Convert every line of the entries below into a JSON list of strings, one string per line, skipping blank lines. Leave the pictures out of the answer.

═══ Input records ═══

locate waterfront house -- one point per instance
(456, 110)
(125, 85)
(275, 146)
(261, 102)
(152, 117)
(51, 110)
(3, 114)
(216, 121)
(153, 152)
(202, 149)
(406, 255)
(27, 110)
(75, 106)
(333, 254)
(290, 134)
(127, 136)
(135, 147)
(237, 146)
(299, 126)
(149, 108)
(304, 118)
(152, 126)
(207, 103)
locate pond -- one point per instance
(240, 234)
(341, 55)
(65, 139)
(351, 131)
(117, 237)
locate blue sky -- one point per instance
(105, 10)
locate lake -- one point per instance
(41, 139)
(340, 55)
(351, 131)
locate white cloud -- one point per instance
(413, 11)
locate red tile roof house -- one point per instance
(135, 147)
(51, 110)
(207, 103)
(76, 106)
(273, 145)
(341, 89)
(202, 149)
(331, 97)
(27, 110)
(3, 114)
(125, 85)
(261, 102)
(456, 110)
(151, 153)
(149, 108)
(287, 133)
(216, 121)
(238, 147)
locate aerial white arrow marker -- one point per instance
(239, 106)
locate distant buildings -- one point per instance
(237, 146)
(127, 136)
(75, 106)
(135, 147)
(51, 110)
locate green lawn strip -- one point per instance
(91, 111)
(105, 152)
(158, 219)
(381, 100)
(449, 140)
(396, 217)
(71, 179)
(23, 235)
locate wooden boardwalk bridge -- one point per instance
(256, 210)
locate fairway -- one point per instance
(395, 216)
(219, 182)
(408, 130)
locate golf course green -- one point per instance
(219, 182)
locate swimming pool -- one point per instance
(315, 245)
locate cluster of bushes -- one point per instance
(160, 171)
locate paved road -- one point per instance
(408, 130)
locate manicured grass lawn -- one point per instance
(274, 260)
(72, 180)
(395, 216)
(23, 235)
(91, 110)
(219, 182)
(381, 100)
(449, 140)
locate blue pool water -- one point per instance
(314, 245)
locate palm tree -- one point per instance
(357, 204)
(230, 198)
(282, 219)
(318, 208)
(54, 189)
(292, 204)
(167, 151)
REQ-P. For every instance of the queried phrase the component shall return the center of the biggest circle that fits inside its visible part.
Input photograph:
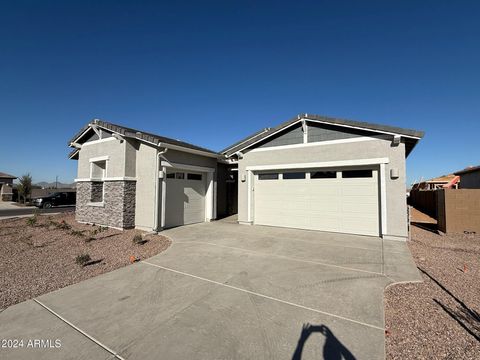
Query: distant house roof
(441, 179)
(138, 134)
(412, 135)
(7, 176)
(468, 170)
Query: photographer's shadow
(333, 349)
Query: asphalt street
(31, 210)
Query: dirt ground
(39, 256)
(439, 318)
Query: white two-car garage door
(185, 198)
(343, 201)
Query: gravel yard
(439, 318)
(39, 256)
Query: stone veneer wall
(118, 208)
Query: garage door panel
(337, 205)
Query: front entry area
(185, 197)
(344, 200)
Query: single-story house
(310, 172)
(470, 177)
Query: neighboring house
(311, 172)
(6, 182)
(470, 177)
(438, 183)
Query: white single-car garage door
(343, 200)
(185, 198)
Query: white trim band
(324, 164)
(93, 142)
(319, 143)
(119, 178)
(187, 167)
(99, 158)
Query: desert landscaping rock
(38, 259)
(439, 318)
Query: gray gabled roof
(7, 176)
(415, 135)
(141, 135)
(468, 170)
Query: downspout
(157, 162)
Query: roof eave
(406, 133)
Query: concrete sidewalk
(225, 291)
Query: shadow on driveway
(333, 349)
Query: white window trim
(102, 179)
(356, 162)
(96, 204)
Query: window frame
(334, 172)
(194, 175)
(294, 178)
(259, 176)
(360, 171)
(93, 162)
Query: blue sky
(212, 72)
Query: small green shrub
(63, 225)
(77, 233)
(83, 259)
(137, 239)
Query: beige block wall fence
(459, 210)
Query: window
(98, 169)
(293, 176)
(323, 175)
(272, 176)
(96, 194)
(194, 176)
(349, 174)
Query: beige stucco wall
(395, 188)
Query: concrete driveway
(224, 291)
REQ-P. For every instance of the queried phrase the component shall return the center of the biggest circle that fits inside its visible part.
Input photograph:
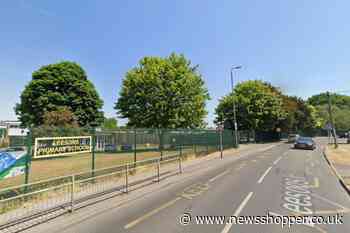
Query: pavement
(340, 162)
(272, 180)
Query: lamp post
(233, 70)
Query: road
(280, 181)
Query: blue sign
(6, 161)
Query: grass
(341, 157)
(64, 166)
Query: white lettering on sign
(296, 196)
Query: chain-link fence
(62, 167)
(110, 148)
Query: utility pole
(331, 120)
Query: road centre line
(151, 213)
(237, 212)
(277, 160)
(218, 176)
(263, 175)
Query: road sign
(58, 146)
(328, 126)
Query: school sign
(60, 146)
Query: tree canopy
(259, 106)
(110, 123)
(340, 109)
(301, 116)
(163, 93)
(54, 86)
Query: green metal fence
(114, 147)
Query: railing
(24, 202)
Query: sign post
(28, 156)
(60, 146)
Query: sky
(301, 46)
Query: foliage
(110, 123)
(259, 106)
(301, 116)
(63, 84)
(62, 117)
(163, 93)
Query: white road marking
(153, 212)
(277, 160)
(218, 176)
(237, 212)
(263, 175)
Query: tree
(63, 84)
(163, 93)
(259, 106)
(110, 123)
(62, 117)
(340, 110)
(337, 100)
(301, 116)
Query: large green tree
(259, 106)
(163, 93)
(301, 116)
(54, 86)
(110, 123)
(340, 109)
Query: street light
(233, 69)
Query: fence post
(126, 178)
(93, 151)
(135, 144)
(72, 195)
(221, 149)
(180, 165)
(207, 134)
(158, 171)
(28, 156)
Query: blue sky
(302, 46)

═══

**Finished task**
[
  "locate waterfront house -- one point per instance",
  "(456, 110)",
  "(125, 85)",
  "(275, 146)",
  "(261, 102)",
  "(152, 117)",
  "(51, 110)",
  "(3, 114)",
  "(216, 121)",
  "(153, 152)",
  "(202, 149)",
  "(406, 255)",
  "(27, 110)",
  "(75, 106)",
  "(333, 254)",
  "(290, 134)",
  "(127, 136)",
  "(135, 147)",
  "(237, 146)",
  "(299, 126)",
  "(149, 108)",
  "(304, 118)",
  "(152, 126)",
  "(207, 103)",
  "locate pond -- one point per instance",
  "(240, 234)",
  "(341, 55)",
  "(65, 139)",
  "(351, 131)",
  "(117, 237)",
  "locate blue sky -- one point per instance",
  "(105, 10)",
  "locate lake -- one point per instance",
  "(41, 139)",
  "(340, 55)",
  "(351, 131)",
  "locate white cloud -- one point per instance",
  "(413, 11)",
  "locate red tile roof house -- one point per instance",
  "(135, 147)",
  "(51, 110)",
  "(207, 103)",
  "(76, 106)",
  "(273, 145)",
  "(341, 89)",
  "(202, 149)",
  "(331, 97)",
  "(27, 110)",
  "(3, 114)",
  "(125, 85)",
  "(261, 102)",
  "(456, 110)",
  "(151, 153)",
  "(149, 108)",
  "(287, 133)",
  "(216, 121)",
  "(238, 147)",
  "locate aerial white arrow marker -- one point per instance",
  "(239, 106)",
  "locate distant buildings -- one point per instance",
  "(237, 146)",
  "(127, 136)",
  "(75, 106)",
  "(135, 147)",
  "(51, 110)",
  "locate green lawn strip -- one point per instance",
  "(91, 111)",
  "(105, 152)",
  "(158, 219)",
  "(381, 100)",
  "(449, 140)",
  "(396, 217)",
  "(71, 179)",
  "(23, 235)",
  "locate wooden boardwalk bridge -- one point per instance",
  "(256, 210)",
  "locate fairway -- one point per instance",
  "(395, 216)",
  "(219, 182)",
  "(408, 130)",
  "locate golf course green -- one point per instance",
  "(219, 182)",
  "locate swimming pool -- one point per instance",
  "(315, 245)",
  "locate cluster of bushes -- one point per instance",
  "(160, 171)",
  "locate paved road -- one point per instance",
  "(408, 130)",
  "locate manicured grass lawn -- one point per instance",
  "(274, 260)",
  "(72, 180)",
  "(395, 216)",
  "(23, 235)",
  "(91, 110)",
  "(219, 182)",
  "(381, 100)",
  "(449, 140)",
  "locate blue pool water -- one point per instance",
  "(314, 245)",
  "locate palm tree -- one point per instance",
  "(357, 204)",
  "(230, 198)",
  "(282, 219)",
  "(318, 208)",
  "(54, 189)",
  "(292, 204)",
  "(167, 151)",
  "REQ-P. For every instance of the queried phrase the component shall return the center of the biggest circle that fits inside its visible part.",
  "Input photograph:",
  "Query: distant house roof",
  "(441, 179)",
  "(138, 134)",
  "(412, 135)",
  "(7, 176)",
  "(468, 170)",
  "Query: photographer's shadow",
  "(333, 349)",
  "Query: asphalt street",
  "(31, 210)",
  "Query: dirt ground",
  "(39, 256)",
  "(439, 318)",
  "Query: white two-car garage door",
  "(185, 198)",
  "(343, 201)",
  "Query: gravel yard",
  "(439, 318)",
  "(39, 256)",
  "Query: stone veneer wall",
  "(118, 208)",
  "Query: garage door panel",
  "(337, 205)",
  "Query: front entry area",
  "(185, 197)",
  "(344, 200)",
  "Query: single-story house",
  "(310, 172)",
  "(470, 177)",
  "Query: neighboring house",
  "(311, 172)",
  "(6, 182)",
  "(470, 177)",
  "(438, 183)",
  "Query: white single-car garage door",
  "(343, 200)",
  "(185, 198)",
  "Query: white trim band",
  "(324, 164)",
  "(93, 142)",
  "(319, 143)",
  "(119, 178)",
  "(187, 167)",
  "(99, 158)",
  "Query: desert landscaping rock",
  "(38, 259)",
  "(439, 318)",
  "Query: gray gabled roof",
  "(7, 176)",
  "(415, 135)",
  "(141, 135)",
  "(468, 170)",
  "Query: downspout",
  "(157, 162)",
  "Query: roof eave",
  "(406, 133)",
  "Query: concrete sidewalk",
  "(225, 291)",
  "Query: shadow on driveway",
  "(333, 349)",
  "Query: white window trim",
  "(102, 179)",
  "(356, 162)",
  "(96, 204)",
  "Query: window frame",
  "(334, 172)",
  "(194, 175)",
  "(294, 178)",
  "(259, 176)",
  "(360, 171)",
  "(93, 162)",
  "Query: blue sky",
  "(212, 72)",
  "Query: small green shrub",
  "(63, 225)",
  "(77, 233)",
  "(83, 259)",
  "(137, 239)",
  "Query: beige block wall fence",
  "(459, 210)",
  "Query: window",
  "(98, 169)",
  "(293, 176)",
  "(323, 175)",
  "(272, 176)",
  "(96, 194)",
  "(194, 176)",
  "(349, 174)",
  "Query: beige stucco wall",
  "(395, 188)",
  "Query: concrete driveway",
  "(224, 291)",
  "REQ-P. For every instance of the queried phrase the component shall return the center of the biggest circle that fits inside its visible part.",
  "Input photograph:",
  "Query: pavement",
  "(340, 162)",
  "(272, 180)",
  "Query: lamp post",
  "(233, 70)",
  "Query: road",
  "(280, 181)",
  "Query: blue sign",
  "(6, 161)",
  "Query: grass",
  "(341, 157)",
  "(64, 166)",
  "Query: white lettering on sign",
  "(296, 196)",
  "Query: chain-link fence",
  "(62, 167)",
  "(110, 148)",
  "Query: utility pole",
  "(331, 120)",
  "Query: road centre line",
  "(151, 213)",
  "(237, 212)",
  "(277, 160)",
  "(218, 176)",
  "(263, 175)",
  "Query: road sign",
  "(58, 146)",
  "(328, 126)",
  "Query: school sign",
  "(60, 146)",
  "Query: tree canopy",
  "(259, 106)",
  "(110, 123)",
  "(340, 109)",
  "(301, 116)",
  "(163, 93)",
  "(54, 86)",
  "Query: green metal fence",
  "(114, 147)",
  "Query: railing",
  "(24, 202)",
  "Query: sign post",
  "(28, 156)",
  "(60, 146)",
  "Query: sky",
  "(301, 46)",
  "Query: foliage",
  "(110, 123)",
  "(259, 106)",
  "(301, 116)",
  "(63, 84)",
  "(62, 117)",
  "(163, 93)",
  "Query: white road marking",
  "(153, 212)",
  "(277, 160)",
  "(218, 176)",
  "(237, 212)",
  "(263, 175)",
  "Query: tree",
  "(63, 84)",
  "(163, 93)",
  "(259, 106)",
  "(110, 123)",
  "(62, 117)",
  "(340, 110)",
  "(337, 100)",
  "(301, 116)",
  "Query: large green tree",
  "(259, 106)",
  "(163, 93)",
  "(301, 116)",
  "(54, 86)",
  "(110, 123)",
  "(340, 109)",
  "Query: street light",
  "(233, 69)",
  "Query: fence post",
  "(126, 178)",
  "(93, 151)",
  "(135, 144)",
  "(72, 195)",
  "(221, 149)",
  "(180, 165)",
  "(207, 134)",
  "(158, 171)",
  "(28, 156)",
  "Query: blue sky",
  "(302, 46)"
]